** Texto del ejercicio **
--*--

Los otros no dicen gran cosa pero viven, y esto produce ruido. Por la mañana permanezco en un gran café triste donde me toleran aunque esté cerrado a la tropa. A mediodía voy a almorzar al restaurante contiguo. Bien. Por once francos. Me echan a la una y media. Entonces me resigno a ir a casa de los secretarios. Están instalados en la planta baja de una casita acomodada, confortable y desprovista de misterio que no tiene el encanto ruinoso de nuestro Hotel Bellevue. Esta casa, situada al borde de la «Calle Mayor», está alineada con otras siete todas iguales, pintadas de un gris azulado y fuertemente alemanas. El conjunto pertenecía en otro tiempo a un príncipe. Ahora están «burguesamente» habitadas y una de estas familias burguesas nos ha cedido la planta baja. Se la oye vivir encima de nuestras cabezas. Así que de 2 a 5 permanezco ahí, leo un poco —hoy he trabajado en mi cuaderno, donde hablé de sus «situaciones irrealizables»— usted sabe, lo que siente Elisabeth7 todo a su alrededor y he clasificado mi permiso entre estas situaciones. También he contado mi regreso (lo que le escribía ayer). A las cinco vuelvo al café, que está lleno de militares pero de militares que zumban entre ellos, que no me dedican sus ruidos a mí (en el A.D. lo terrible es que cada cual destina expresamente sus ruidos a todos los demás, son ruidos penetrantes. Los del café son ruidos espumosos) y puedo escribir mis cartas. Finalmente —igual que en noviembre— me ofrecí como voluntario para cuidar el A.D. por la noche, porque allí estoy solo. Y eso es todo. Añádale que esta mañana pasé la visita médica, como ha de hacerlo todo soldado al volver de su permiso, y que esta tarde llevé madera a serrar a la carpintería. De manera que no he podido hacer gran cosa. Quizá desde mañana vuelva a mi opúsculo, trabajaré el capítulo JacquesMathieu para no perder tiempo. No estoy triste, pequeña mía, pero necesito las cartas. Quisiera que de nuevo encerrase usted su personita en las cartas, como un genio en una botella; ahora está libre y vagabunda, y de tan lejos que está más de una vez me flaquea el ánimo. Es tanto lo que la quiero, pequeña mía, tanto, tanto, y como aquí no tengo absolutamente nada que hacer, ni el más pequeño sondeo, encuentro absurdo estar tan lejos de usted. La quiero con todas mis fuerzas.

--*--

** Preguntas **
[a] Según la carta, ¿de qué color están pintadas las casas alineadas al borde de la «Calle Mayor»?
[b] Enumera todos los lugares en los que, según la carta, quien escribe dice estar, ir o haber llevado algo a lo largo del día.
[c] Escribe la continuación de la carta a partir de su última frase.
El listado no guarda relación con la carta.

--*--

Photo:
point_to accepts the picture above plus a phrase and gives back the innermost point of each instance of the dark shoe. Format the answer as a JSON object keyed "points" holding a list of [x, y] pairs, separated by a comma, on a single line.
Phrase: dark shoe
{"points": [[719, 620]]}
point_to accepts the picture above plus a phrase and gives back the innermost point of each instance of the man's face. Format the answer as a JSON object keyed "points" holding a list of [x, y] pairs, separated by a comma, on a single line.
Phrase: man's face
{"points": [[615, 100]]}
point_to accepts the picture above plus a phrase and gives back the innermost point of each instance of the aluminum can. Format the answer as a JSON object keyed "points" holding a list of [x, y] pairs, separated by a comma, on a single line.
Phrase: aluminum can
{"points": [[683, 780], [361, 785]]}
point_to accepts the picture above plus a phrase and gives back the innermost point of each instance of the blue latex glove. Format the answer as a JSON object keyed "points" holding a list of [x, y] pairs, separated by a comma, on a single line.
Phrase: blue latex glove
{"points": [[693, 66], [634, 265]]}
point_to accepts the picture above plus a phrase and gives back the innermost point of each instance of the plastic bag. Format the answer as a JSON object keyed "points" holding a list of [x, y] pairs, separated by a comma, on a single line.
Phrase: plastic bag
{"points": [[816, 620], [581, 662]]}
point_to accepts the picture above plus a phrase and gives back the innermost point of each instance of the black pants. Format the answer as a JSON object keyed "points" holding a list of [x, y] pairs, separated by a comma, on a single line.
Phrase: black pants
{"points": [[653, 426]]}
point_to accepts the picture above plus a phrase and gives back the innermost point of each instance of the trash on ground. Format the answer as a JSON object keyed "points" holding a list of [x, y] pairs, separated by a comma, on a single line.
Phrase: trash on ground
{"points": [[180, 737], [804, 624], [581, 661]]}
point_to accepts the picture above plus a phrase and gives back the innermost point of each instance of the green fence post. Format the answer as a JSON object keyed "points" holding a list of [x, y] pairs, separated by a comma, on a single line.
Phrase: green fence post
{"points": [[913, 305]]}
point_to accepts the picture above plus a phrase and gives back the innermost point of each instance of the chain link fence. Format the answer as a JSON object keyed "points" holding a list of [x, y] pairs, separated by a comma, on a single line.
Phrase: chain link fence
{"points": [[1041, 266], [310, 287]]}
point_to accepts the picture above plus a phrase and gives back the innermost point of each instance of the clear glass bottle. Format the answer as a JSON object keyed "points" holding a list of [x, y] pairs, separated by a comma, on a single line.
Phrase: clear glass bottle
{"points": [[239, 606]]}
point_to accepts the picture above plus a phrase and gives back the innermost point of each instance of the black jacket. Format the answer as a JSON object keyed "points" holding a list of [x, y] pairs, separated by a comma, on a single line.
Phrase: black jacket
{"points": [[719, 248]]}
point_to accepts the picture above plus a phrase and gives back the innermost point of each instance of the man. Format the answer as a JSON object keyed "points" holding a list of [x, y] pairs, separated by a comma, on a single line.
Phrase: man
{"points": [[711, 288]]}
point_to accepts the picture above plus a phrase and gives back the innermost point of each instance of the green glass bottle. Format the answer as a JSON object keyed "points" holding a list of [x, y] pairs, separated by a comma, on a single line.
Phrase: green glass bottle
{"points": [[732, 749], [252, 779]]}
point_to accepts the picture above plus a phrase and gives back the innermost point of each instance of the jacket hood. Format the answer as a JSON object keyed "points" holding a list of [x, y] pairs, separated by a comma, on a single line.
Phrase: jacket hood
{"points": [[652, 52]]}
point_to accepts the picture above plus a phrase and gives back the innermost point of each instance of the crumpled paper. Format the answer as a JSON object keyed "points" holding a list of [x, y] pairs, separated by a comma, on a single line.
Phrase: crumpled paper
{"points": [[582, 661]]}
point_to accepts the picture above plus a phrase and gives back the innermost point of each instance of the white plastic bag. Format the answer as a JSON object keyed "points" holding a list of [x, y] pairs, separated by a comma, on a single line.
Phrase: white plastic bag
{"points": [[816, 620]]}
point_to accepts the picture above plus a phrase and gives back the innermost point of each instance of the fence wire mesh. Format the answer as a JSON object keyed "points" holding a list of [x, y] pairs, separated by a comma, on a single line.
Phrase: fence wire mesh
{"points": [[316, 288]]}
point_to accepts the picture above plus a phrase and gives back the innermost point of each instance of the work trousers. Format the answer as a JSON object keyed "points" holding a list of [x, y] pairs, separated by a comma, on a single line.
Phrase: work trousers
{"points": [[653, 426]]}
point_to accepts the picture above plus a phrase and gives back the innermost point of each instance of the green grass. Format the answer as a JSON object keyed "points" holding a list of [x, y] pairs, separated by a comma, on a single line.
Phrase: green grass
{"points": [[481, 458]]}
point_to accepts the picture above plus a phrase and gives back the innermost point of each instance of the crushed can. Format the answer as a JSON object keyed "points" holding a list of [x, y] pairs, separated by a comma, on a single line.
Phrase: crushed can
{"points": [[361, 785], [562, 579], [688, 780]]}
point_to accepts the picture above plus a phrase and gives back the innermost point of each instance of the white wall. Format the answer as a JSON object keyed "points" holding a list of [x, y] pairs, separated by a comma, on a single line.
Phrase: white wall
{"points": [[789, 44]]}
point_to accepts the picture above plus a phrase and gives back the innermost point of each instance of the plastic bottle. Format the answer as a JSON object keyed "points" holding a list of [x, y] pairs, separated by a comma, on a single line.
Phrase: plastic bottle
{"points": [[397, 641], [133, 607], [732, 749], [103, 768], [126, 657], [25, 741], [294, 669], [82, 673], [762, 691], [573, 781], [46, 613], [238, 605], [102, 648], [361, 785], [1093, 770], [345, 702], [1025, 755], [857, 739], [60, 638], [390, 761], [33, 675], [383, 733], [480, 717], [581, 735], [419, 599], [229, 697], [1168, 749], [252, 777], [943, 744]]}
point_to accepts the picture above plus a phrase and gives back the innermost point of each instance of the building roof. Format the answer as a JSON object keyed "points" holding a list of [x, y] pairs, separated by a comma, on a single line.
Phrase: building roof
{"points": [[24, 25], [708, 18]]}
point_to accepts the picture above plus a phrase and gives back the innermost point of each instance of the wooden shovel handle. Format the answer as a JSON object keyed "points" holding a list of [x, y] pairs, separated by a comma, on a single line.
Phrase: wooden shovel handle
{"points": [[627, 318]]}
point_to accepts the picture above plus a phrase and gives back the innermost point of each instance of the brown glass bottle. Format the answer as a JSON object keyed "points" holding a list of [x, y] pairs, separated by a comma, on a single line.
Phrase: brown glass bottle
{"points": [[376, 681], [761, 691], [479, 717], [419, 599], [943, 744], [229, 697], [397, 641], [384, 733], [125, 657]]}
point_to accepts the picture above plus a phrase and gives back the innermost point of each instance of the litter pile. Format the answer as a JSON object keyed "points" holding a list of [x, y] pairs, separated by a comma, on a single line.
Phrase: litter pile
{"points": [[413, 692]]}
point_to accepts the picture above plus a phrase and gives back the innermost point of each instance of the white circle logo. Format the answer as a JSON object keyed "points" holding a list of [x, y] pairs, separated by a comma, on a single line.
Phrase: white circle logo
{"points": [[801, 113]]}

--*--

** Problemas resueltos **
[a] De un gris azulado.

[b] El gran café triste, el restaurante contiguo, la casa de los secretarios, el A.D. y la carpintería.

[c]
Parece que Emma, sin saber muy bien lo que será de ella, de todas maneras, se está ocupando de preparar por si acaso su visita. Me ha escrito esta mañana. Amor mío, no se olvide de pedir a la dama una notita de recomendación para Tania dirigida a Tournay.
La embajada del Japón (servicio de propaganda) me anuncia que mi «volumen de cuentos El muro» ha sido traducido al japonés. Pero debe ser un error: sólo se trata del cuento de ese nombre. Jacques Chardonne me envía su último libro: Chronique privée, donde escribe: «Me atrevería a decir que Les plus beaux de nos jours de Marcel Arland, Noel Moláis de Henri Fauconnier, Milady de Paul Morand, La Chambre de J.P. Sartre... poseen en común la misteriosa e inalterable calidad de aquellas novelas de antaño que seguimos leyendo». Se me alzó un poco el copete. Me alegra que todo esto continúe latente a pesar de la guerra.